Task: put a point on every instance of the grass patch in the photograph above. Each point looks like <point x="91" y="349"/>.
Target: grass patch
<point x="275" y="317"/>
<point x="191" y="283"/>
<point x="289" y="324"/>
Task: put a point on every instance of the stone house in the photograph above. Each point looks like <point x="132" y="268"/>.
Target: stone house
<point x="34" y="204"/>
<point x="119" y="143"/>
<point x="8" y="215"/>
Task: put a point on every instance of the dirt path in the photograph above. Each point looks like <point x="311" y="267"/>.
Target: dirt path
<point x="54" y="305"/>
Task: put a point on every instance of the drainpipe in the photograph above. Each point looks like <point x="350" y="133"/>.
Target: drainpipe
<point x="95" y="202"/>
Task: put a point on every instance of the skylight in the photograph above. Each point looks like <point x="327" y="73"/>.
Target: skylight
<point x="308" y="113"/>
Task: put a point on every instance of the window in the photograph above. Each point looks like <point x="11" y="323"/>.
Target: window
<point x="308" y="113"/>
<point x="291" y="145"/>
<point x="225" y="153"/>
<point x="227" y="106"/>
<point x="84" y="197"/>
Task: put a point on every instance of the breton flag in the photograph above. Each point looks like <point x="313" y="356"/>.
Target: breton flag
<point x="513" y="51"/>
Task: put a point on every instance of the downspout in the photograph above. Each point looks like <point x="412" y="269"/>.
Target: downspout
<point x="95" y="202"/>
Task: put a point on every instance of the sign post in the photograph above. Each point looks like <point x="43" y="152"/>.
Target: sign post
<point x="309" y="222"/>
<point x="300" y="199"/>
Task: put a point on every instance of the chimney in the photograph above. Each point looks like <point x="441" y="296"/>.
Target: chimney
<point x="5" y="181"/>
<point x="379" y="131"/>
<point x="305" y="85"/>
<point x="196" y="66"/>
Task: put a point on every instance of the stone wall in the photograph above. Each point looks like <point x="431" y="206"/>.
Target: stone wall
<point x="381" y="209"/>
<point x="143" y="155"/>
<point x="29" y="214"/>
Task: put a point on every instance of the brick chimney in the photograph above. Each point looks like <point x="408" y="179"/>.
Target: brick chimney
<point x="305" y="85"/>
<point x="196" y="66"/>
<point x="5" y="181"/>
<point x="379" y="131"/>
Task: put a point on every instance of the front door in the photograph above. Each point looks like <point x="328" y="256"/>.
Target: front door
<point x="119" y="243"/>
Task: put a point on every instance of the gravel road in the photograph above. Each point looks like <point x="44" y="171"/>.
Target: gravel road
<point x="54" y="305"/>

_Directions for this task:_
Write out again, word for word, the lines from the one containing "Task: put a point on every instance of the gravel" through the last line above.

_Answer to the exercise:_
Task: put a point on every instance of the gravel road in the photograph above. Each point looks like <point x="44" y="171"/>.
Target: gravel road
<point x="54" y="305"/>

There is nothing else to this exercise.